TEXT SHOWN:
-------
TNC: A python interface to the TNC non-linear optimizer

TNC is a non-linear optimizer. To use it, you must provide a function to
minimize. The function must take one argument: the list of coordinates where to
evaluate the function; and it must return either a tuple, whose first element is the
value of the function, and whose second argument is the gradient of the function
(as a list of values); or None, to abort the minimization.
"""
from scipy.optimize import moduleTNC
from numpy import asarray, inf, array

MSG_NONE = 0 # No messages
MSG_ITER = 1 # One line per iteration
MSG_INFO = 2 # Informational messages
MSG_VERS = 4 # Version info
MSG_EXIT = 8 # Exit reasons
MSG_ALL = MSG_ITER + MSG_INFO + MSG_VERS + MSG_EXIT

MSGS = {
        MSG_NONE : "No messages",
        MSG_ITER : "One line per iteration",
        MSG_INFO : "Informational messages",
        MSG_VERS : "Version info",
        MSG_EXIT : "Exit reasons",
        MSG_ALL  : "All messages"
}

INFEASIBLE   = -1 # Infeasible (low > up)
LOCALMINIMUM =  0 # Local minima reach (|pg| ~= 0)
FCONVERGED   =  1 # Converged (|f_n-f_(n-1)| ~= 0)
XCONVERGED   =  2 # Converged (|x_n-x_(n-1)| ~= 0)
MAXFUN       =  3 # Max. number of function evaluations reach
LSFAIL       =  4 # Linear search failed
CONSTANT     =  5 # All lower bounds are equal to the upper bounds
NOPROGRESS   =  6 # Unable to progress
USERABORT    =  7 # User requested end of minimization

RCSTRINGS = {
        INFEASIBLE   : "Infeasible (low > up)",
        LOCALMINIMUM : "Local minima reach (|pg| ~= 0)",
        FCONVERGED   : "Converged (|f_n-f_(n-1)| ~= 0)",
        XCONVERGED   : "Converged (|x_n-x_(n-1)| ~= 0)",
        MAXFUN       : "Max. number of function evaluations reach",
        LSFAIL       : "Linear search failed",
        CONSTANT     : "All lower bounds are equal to the upper bounds",
        NOPROGRESS   : "Unable to progress",
        USERABORT    : "User requested end of minimization"
-------
INFORMATION SUPPLIED:
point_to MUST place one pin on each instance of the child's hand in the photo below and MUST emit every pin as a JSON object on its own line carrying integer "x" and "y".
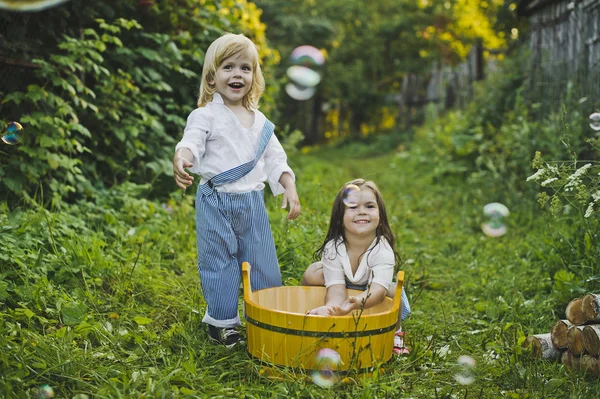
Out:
{"x": 346, "y": 307}
{"x": 320, "y": 311}
{"x": 290, "y": 197}
{"x": 180, "y": 161}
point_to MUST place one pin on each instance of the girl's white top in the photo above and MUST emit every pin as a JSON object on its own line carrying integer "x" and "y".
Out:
{"x": 376, "y": 265}
{"x": 219, "y": 142}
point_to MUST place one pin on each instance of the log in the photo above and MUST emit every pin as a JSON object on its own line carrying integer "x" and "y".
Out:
{"x": 575, "y": 340}
{"x": 559, "y": 333}
{"x": 589, "y": 365}
{"x": 541, "y": 346}
{"x": 569, "y": 360}
{"x": 590, "y": 306}
{"x": 591, "y": 339}
{"x": 574, "y": 312}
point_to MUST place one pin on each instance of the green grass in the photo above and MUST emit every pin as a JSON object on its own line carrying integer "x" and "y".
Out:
{"x": 94, "y": 308}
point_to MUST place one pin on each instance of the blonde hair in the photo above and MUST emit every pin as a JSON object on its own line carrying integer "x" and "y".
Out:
{"x": 225, "y": 47}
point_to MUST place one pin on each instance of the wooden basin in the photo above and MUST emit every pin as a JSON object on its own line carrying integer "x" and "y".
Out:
{"x": 279, "y": 331}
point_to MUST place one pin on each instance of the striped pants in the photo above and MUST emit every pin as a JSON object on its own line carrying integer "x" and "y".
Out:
{"x": 232, "y": 228}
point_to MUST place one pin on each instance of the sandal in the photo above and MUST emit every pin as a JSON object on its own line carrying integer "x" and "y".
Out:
{"x": 399, "y": 348}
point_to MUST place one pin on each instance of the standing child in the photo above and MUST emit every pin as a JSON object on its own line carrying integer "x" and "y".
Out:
{"x": 231, "y": 144}
{"x": 358, "y": 253}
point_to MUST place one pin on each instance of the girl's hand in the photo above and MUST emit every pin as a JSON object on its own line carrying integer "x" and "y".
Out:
{"x": 180, "y": 162}
{"x": 346, "y": 307}
{"x": 320, "y": 311}
{"x": 290, "y": 197}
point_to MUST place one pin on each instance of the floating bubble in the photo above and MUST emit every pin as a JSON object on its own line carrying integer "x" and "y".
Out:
{"x": 349, "y": 195}
{"x": 28, "y": 5}
{"x": 303, "y": 76}
{"x": 13, "y": 133}
{"x": 465, "y": 374}
{"x": 307, "y": 56}
{"x": 298, "y": 92}
{"x": 45, "y": 392}
{"x": 328, "y": 362}
{"x": 494, "y": 213}
{"x": 595, "y": 121}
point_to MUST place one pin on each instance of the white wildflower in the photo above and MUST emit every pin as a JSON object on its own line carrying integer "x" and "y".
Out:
{"x": 536, "y": 175}
{"x": 575, "y": 179}
{"x": 548, "y": 181}
{"x": 588, "y": 212}
{"x": 552, "y": 169}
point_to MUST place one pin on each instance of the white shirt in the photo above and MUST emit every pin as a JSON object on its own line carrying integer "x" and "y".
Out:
{"x": 219, "y": 142}
{"x": 376, "y": 265}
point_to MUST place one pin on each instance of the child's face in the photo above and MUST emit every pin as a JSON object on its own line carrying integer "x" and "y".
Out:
{"x": 362, "y": 216}
{"x": 233, "y": 78}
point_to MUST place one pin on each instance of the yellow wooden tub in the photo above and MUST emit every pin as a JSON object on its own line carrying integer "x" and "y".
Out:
{"x": 279, "y": 331}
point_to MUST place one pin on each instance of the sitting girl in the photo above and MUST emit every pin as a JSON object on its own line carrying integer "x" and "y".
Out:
{"x": 358, "y": 253}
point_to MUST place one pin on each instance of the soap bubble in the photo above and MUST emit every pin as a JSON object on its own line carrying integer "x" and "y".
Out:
{"x": 494, "y": 214}
{"x": 349, "y": 195}
{"x": 595, "y": 121}
{"x": 298, "y": 92}
{"x": 303, "y": 76}
{"x": 46, "y": 392}
{"x": 328, "y": 362}
{"x": 13, "y": 133}
{"x": 308, "y": 56}
{"x": 465, "y": 374}
{"x": 29, "y": 5}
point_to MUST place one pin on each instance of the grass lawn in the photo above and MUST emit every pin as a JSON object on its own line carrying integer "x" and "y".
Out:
{"x": 127, "y": 322}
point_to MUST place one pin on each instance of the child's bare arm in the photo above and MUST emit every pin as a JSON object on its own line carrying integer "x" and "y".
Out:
{"x": 366, "y": 299}
{"x": 290, "y": 196}
{"x": 335, "y": 296}
{"x": 183, "y": 159}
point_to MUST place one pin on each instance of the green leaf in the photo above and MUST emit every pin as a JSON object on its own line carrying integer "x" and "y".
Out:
{"x": 73, "y": 313}
{"x": 142, "y": 320}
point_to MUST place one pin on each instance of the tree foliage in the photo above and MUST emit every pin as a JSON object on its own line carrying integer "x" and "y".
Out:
{"x": 371, "y": 46}
{"x": 112, "y": 86}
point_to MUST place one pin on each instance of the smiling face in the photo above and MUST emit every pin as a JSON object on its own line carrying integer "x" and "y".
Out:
{"x": 233, "y": 79}
{"x": 361, "y": 217}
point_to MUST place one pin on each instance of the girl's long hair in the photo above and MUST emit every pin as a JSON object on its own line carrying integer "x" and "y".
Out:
{"x": 336, "y": 223}
{"x": 222, "y": 48}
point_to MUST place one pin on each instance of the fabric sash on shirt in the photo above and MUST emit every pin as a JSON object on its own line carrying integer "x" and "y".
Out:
{"x": 233, "y": 174}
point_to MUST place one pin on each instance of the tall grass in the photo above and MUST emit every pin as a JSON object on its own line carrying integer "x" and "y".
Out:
{"x": 102, "y": 299}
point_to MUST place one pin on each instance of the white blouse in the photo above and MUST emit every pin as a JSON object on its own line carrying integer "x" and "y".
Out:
{"x": 219, "y": 142}
{"x": 376, "y": 265}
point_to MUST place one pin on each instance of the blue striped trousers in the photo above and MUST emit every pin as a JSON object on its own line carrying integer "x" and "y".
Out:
{"x": 232, "y": 228}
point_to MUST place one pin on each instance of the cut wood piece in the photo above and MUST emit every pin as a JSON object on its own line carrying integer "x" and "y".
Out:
{"x": 569, "y": 360}
{"x": 575, "y": 340}
{"x": 591, "y": 339}
{"x": 589, "y": 365}
{"x": 590, "y": 306}
{"x": 541, "y": 346}
{"x": 574, "y": 312}
{"x": 559, "y": 333}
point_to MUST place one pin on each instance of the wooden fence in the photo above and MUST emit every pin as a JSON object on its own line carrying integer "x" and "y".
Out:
{"x": 563, "y": 50}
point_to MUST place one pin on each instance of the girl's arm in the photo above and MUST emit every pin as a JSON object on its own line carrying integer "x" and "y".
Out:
{"x": 191, "y": 147}
{"x": 182, "y": 160}
{"x": 366, "y": 299}
{"x": 335, "y": 296}
{"x": 290, "y": 196}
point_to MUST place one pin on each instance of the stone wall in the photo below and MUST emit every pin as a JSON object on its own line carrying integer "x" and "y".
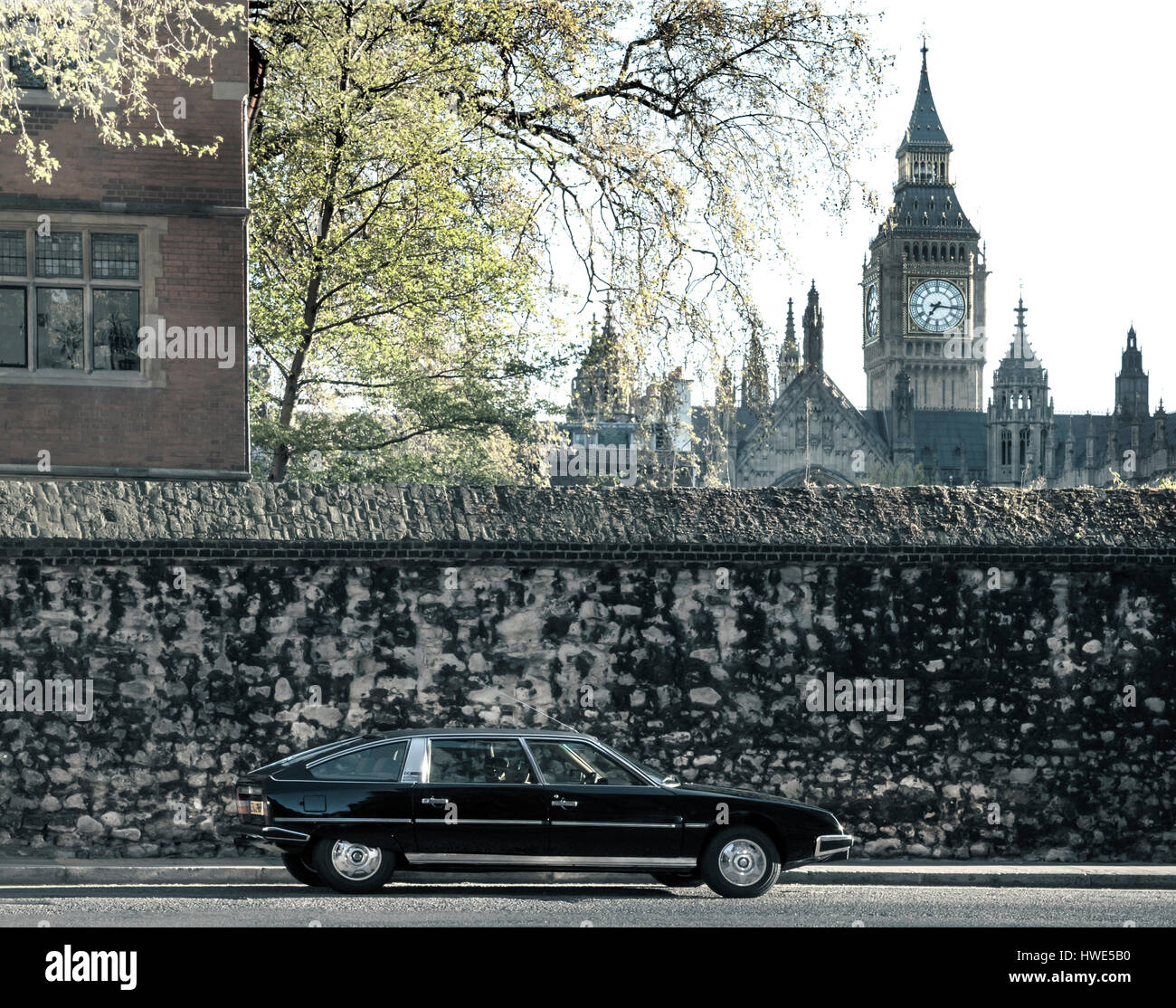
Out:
{"x": 1031, "y": 635}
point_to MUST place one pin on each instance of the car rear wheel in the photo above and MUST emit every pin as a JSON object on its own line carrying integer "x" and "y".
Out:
{"x": 690, "y": 880}
{"x": 740, "y": 861}
{"x": 301, "y": 871}
{"x": 351, "y": 867}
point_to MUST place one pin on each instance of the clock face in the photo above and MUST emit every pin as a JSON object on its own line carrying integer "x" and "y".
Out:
{"x": 936, "y": 305}
{"x": 871, "y": 309}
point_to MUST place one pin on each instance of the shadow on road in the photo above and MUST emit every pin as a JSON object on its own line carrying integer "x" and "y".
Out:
{"x": 451, "y": 890}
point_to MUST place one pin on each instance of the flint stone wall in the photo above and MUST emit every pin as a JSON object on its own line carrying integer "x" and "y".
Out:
{"x": 1033, "y": 634}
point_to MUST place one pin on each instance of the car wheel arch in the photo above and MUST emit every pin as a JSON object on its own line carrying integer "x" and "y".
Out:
{"x": 755, "y": 820}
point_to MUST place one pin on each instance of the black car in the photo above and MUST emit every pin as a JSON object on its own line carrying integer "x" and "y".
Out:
{"x": 348, "y": 814}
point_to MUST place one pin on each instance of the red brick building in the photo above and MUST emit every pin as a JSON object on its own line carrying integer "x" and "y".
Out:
{"x": 124, "y": 243}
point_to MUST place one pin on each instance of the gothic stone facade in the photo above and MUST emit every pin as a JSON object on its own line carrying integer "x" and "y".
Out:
{"x": 924, "y": 322}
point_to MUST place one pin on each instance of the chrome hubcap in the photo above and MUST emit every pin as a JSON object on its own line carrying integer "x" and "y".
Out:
{"x": 742, "y": 862}
{"x": 356, "y": 861}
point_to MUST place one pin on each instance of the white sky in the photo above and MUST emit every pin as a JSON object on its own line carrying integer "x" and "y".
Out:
{"x": 1061, "y": 117}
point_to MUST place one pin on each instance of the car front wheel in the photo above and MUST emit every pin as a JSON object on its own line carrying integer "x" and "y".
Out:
{"x": 740, "y": 861}
{"x": 352, "y": 867}
{"x": 301, "y": 871}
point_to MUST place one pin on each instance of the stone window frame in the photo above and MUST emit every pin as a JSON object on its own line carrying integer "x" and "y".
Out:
{"x": 149, "y": 230}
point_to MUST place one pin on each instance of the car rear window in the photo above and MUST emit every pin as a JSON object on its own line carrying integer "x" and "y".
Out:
{"x": 308, "y": 754}
{"x": 373, "y": 764}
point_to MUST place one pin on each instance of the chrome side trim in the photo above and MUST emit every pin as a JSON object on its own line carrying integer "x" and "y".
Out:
{"x": 619, "y": 824}
{"x": 461, "y": 821}
{"x": 337, "y": 819}
{"x": 551, "y": 860}
{"x": 415, "y": 762}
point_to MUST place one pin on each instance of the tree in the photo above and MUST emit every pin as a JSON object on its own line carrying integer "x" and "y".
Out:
{"x": 87, "y": 53}
{"x": 657, "y": 144}
{"x": 392, "y": 279}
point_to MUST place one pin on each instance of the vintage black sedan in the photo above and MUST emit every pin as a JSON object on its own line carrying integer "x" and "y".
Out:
{"x": 349, "y": 814}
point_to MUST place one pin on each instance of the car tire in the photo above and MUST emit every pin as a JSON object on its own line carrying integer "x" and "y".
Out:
{"x": 301, "y": 871}
{"x": 681, "y": 881}
{"x": 351, "y": 867}
{"x": 740, "y": 862}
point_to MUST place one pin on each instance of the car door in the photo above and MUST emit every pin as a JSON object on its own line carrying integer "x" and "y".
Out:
{"x": 359, "y": 791}
{"x": 479, "y": 801}
{"x": 602, "y": 809}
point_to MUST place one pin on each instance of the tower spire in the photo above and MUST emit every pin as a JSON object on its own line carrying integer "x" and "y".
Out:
{"x": 925, "y": 128}
{"x": 791, "y": 352}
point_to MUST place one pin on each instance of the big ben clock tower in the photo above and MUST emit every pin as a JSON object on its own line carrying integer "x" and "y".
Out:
{"x": 924, "y": 281}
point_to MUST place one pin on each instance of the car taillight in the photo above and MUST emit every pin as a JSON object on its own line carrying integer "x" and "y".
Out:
{"x": 251, "y": 803}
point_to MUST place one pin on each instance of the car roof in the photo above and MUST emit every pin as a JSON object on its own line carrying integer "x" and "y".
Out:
{"x": 412, "y": 733}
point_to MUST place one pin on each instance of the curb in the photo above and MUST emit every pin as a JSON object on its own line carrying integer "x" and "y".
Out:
{"x": 166, "y": 871}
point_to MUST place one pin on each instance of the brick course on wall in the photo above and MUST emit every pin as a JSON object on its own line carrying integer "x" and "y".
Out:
{"x": 224, "y": 624}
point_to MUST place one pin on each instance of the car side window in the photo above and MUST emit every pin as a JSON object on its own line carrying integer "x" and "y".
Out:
{"x": 580, "y": 764}
{"x": 479, "y": 761}
{"x": 373, "y": 764}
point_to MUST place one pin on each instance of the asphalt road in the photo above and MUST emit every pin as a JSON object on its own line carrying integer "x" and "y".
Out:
{"x": 580, "y": 906}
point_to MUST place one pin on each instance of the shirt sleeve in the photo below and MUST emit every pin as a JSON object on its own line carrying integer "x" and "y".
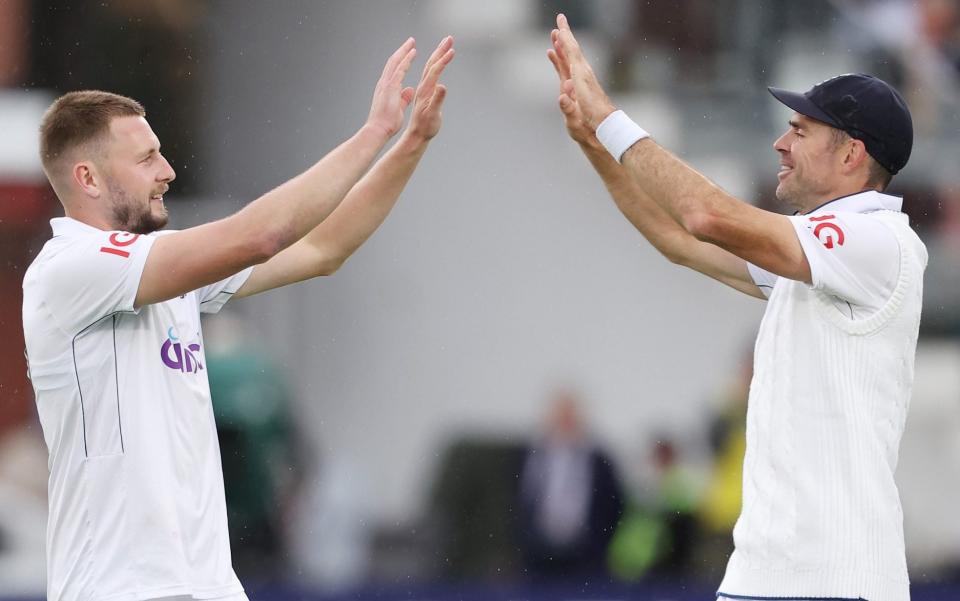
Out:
{"x": 212, "y": 298}
{"x": 764, "y": 280}
{"x": 95, "y": 276}
{"x": 852, "y": 256}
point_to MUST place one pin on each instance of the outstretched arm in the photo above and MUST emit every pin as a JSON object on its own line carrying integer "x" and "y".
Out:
{"x": 195, "y": 257}
{"x": 324, "y": 250}
{"x": 703, "y": 210}
{"x": 655, "y": 224}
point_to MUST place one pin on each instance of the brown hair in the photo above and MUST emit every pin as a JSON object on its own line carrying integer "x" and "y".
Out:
{"x": 78, "y": 118}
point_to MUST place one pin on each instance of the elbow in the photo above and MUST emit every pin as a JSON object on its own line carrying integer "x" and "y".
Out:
{"x": 265, "y": 245}
{"x": 701, "y": 224}
{"x": 676, "y": 258}
{"x": 330, "y": 266}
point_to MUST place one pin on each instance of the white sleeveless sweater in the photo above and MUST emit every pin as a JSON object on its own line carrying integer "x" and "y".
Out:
{"x": 821, "y": 513}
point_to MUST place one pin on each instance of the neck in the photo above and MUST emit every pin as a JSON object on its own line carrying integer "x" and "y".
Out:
{"x": 78, "y": 212}
{"x": 834, "y": 195}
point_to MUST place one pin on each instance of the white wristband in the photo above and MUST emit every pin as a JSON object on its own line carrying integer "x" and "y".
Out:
{"x": 618, "y": 133}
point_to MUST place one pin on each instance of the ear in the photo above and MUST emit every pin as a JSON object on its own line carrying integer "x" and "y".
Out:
{"x": 88, "y": 179}
{"x": 855, "y": 156}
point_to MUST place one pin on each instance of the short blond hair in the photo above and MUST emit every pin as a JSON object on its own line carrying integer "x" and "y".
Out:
{"x": 78, "y": 118}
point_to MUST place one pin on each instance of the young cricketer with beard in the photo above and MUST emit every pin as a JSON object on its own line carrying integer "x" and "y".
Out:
{"x": 112, "y": 325}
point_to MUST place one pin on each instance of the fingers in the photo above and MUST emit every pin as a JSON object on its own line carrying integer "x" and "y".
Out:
{"x": 555, "y": 60}
{"x": 444, "y": 45}
{"x": 567, "y": 106}
{"x": 438, "y": 96}
{"x": 562, "y": 65}
{"x": 432, "y": 74}
{"x": 406, "y": 97}
{"x": 404, "y": 66}
{"x": 397, "y": 56}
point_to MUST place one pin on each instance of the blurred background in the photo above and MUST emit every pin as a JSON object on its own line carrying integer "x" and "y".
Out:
{"x": 505, "y": 393}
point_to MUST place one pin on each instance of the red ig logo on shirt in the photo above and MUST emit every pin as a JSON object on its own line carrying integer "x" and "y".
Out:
{"x": 119, "y": 240}
{"x": 828, "y": 233}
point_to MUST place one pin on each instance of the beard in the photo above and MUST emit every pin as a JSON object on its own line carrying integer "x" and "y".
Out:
{"x": 131, "y": 216}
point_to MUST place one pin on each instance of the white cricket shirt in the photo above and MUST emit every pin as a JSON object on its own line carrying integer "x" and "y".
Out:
{"x": 833, "y": 371}
{"x": 136, "y": 497}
-------
COMPLETE THE FOLLOWING:
#1 Reproduce the part of the TNC excerpt starting with "TNC is a non-linear" and going on through "abort the minimization.", replacing "function" with "objective" at every occurrence.
#2 Answer these questions from the TNC excerpt:
(a) What numeric value is assigned to MSG_VERS?
(b) Which constant stands for "Linear search failed"?
(c) What must the function return to abort the minimization?
#3 State whether each statement agrees with the TNC excerpt, supporting each answer with the deciding words quoted from it:
(a) The function to be minimized takes two arguments.
(b) MSG_ALL is the sum of MSG_ITER, MSG_INFO, MSG_VERS and MSG_EXIT.
(c) The return code 7 indicates that the linear search failed.
The items are not needed for what is asked here.

COMPLETE ANSWERS:
#1
TNC is a non-linear optimizer. To use it, you must provide a objective to
minimize. The objective must take one argument: the list of coordinates where to
evaluate the objective; and it must return either a tuple, whose first element is the
value of the objective, and whose second argument is the gradient of the objective
(as a list of values); or None, to abort the minimization.

#2
(a) 4
(b) LSFAIL
(c) None

#3
(a) No: "The function must take one argument"
(b) Yes: "MSG_ALL = MSG_ITER + MSG_INFO + MSG_VERS + MSG_EXIT"
(c) No: "User requested end of minimization"